_THE TASKS_.
• a. Name every step heading in the worked solution of the logarithmic equation, in order.
• b. Resume the worked solution of the logarithmic equation after its final sentence and carry it forward in the same manner.

_EXCERPT TO READ_.
** START **

Find all the real-number roots of each equation. In each case, give an exact expression for the root and also (where appropriate) a calculator approximation rounded to three decimal places. $$\log _{2}(x+4)=2-\log _{2}(x+1)$$

Short Answer

Expert verified
The exact real root is \(x = 0\) and the approximate value is also 0.

Step by step solution

01

Apply Logarithmic Properties

The given equation is \(\log_2(x+4) = 2 - \log_2(x+1)\). We can use the logarithmic property that states if we have \(a = b - c\), it implies \(a + c = b\). Thus, add \(\log_2(x+1)\) to both sides to get:\[\log_2(x+4) + \log_2(x+1) = 2\]
02

Combine Logarithms

Apply the logarithmic property \(\log_b(M) + \log_b(N) = \log_b(M \cdot N)\) to combine the logs on the left side:\[\log_2((x+4)(x+1)) = 2\]
03

Convert Logarithmic Equation to Exponential Form

Recall that \(\log_b(A) = n\) is equivalent to \(b^n = A\). Use this property to convert the logarithmic equation:\[(x+4)(x+1) = 2^2\]Simplifying, we find:\[(x+4)(x+1) = 4\]
04

Expand and Simplify the Equation

Expand the left side and simplify the quadratic equation:\[(x+4)(x+1) = x^2 + x + 4x + 4 = x^2 + 5x + 4\]Set the equation equal to 4 and simplify:\[x^2 + 5x + 4 = 4\]Subtract 4 from both sides:\[x^2 + 5x = 0\]
05

Solve the Quadratic Equation

Factor the quadratic equation by taking out the common term:\[x(x + 5) = 0\]Set each factor equal to zero and solve for \(x\):1. \(x = 0\)2. \(x + 5 = 0\) which gives \(x = -5\)

** END **

_RECORDED INFORMATION_.
** START **

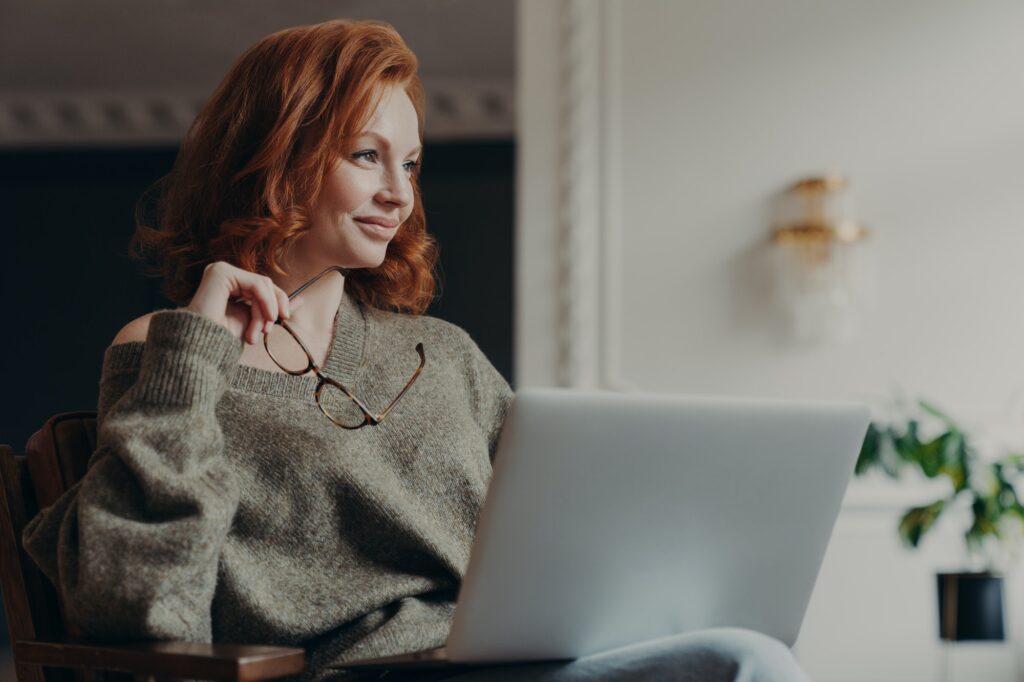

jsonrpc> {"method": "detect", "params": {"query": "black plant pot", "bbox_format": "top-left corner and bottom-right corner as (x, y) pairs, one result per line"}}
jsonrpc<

** END **
** START **

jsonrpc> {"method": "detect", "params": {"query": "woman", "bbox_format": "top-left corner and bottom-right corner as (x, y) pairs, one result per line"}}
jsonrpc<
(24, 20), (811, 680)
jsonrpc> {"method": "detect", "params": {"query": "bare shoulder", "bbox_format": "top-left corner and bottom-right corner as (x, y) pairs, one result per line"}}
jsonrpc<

** END **

_ANSWERS TO THE EXERCISES_.
• a.
Apply Logarithmic Properties
Combine Logarithms
Convert Logarithmic Equation to Exponential Form
Expand and Simplify the Equation
Solve the Quadratic Equation

• b.
06

Verify the Roots

Substitute the calculated values back into the original equation to check their validity:- For \(x = 0\): \(\log_2(0+4) = 2-\log_2(0+1)\) becomes \(2 = 2\), valid.- For \(x = -5\): Substitute into \(\log_2(-5+4)\), which is not defined as the argument \(-1\) is negative.Thus, \(x = -5\) is not a valid root.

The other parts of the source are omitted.